STATED EXERCISE A: According to the management text, what Latin word does the verb "manage" ultimately derive from?

'Management' comprises directing and controlling a group of one or more people or entities for the purpose of coordinating and harmonizing that group towards accomplishing a goal. Management often encompasses the deployment and manipulation of
human resources,
financial resources,
technological resources, and
natural resources. 'Management' can also refer to the person or people who perform the act(s) of management.
The verb 'manage' comes from the
Italian ''maneggiare'' (to handle — especially a horse), which in turn derives from the
Latin ''manus'' (hand). The French word ''mesnagement'' (later ''ménagement'') influenced the development in meaning of the English word ''management'' in the 17th and 18th centuries.
[1]
Management has to do with
power by position, whereas
leadership involves power by influence. Compare
stewardship.
Management functions
Different levels of management
Top-level management
★ Top-level managers require an extensive knowledge of management roles and skills.
★ They have to be very aware of external factors such as markets.
★ Their decisions are generally of a long-term nature.
★ They are responsible for 'strategic' decisions.
Middle management
★ Mid-level managers have a specialised understanding of certain managerial tasks.

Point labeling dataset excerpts

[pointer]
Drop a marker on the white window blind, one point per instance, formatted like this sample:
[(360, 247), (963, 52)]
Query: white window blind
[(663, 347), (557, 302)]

STATED EXERCISE B: Output the entire point labeling listing above verbatim, line for line.

WORKED ANSWER A: The Latin word "manus," meaning hand.

WORKED ANSWER B:
[pointer]
Drop a marker on the white window blind, one point per instance, formatted like this sample:
[(360, 247), (963, 52)]
Query: white window blind
[(663, 347), (557, 302)]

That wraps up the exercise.